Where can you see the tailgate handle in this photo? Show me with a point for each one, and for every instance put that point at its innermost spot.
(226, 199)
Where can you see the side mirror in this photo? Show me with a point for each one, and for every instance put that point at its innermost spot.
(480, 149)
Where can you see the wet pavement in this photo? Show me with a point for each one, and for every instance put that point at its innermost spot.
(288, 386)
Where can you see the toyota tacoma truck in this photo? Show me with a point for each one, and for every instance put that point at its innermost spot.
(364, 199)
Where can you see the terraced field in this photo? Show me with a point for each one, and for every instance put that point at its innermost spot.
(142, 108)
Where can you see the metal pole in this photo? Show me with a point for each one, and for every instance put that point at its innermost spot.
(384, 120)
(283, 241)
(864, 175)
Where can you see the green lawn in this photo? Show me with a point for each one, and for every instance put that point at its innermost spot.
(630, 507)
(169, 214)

===

- [Goal]:
Render each non-blank line of the material above as a row of a Markdown table with two columns: "Row", holding its sequential number, and "Line", holding the line itself.

- [Exercise solution]:
| Row | Line |
|---|---|
| 1 | Where can you see the tailgate handle in this photo? Show me with a point for each one, and for every instance put that point at its innermost spot. |
| 2 | (226, 199) |
| 3 | Where can you see the side mirror in this photo? Show me with a point for each one, and for every instance put that point at its innermost spot. |
| 4 | (480, 149) |
| 5 | Where can you see the wet pavement in this photo? Show me with a point for each one, and for every instance put that point at its innermost spot. |
| 6 | (288, 386) |
| 7 | Where can you see the toyota tacoma truck in this photo? Show me with a point for each one, and for every instance put that point at its innermost spot. |
| 8 | (364, 199) |
| 9 | Where can you see the terraced field in this photo? Show me with a point for each one, and for every instance put that point at its innermost spot. |
| 10 | (142, 108) |
| 11 | Where can you see the metal pole in this photo? Show me with a point for each one, and for every instance put that point at its innermost spot. |
| 12 | (384, 120) |
| 13 | (283, 241) |
| 14 | (864, 175) |
| 15 | Where can you see the green lawn in this photo? Show me with a point for each one, and for every instance put that point at its innermost spot. |
| 16 | (630, 507) |
| 17 | (169, 214) |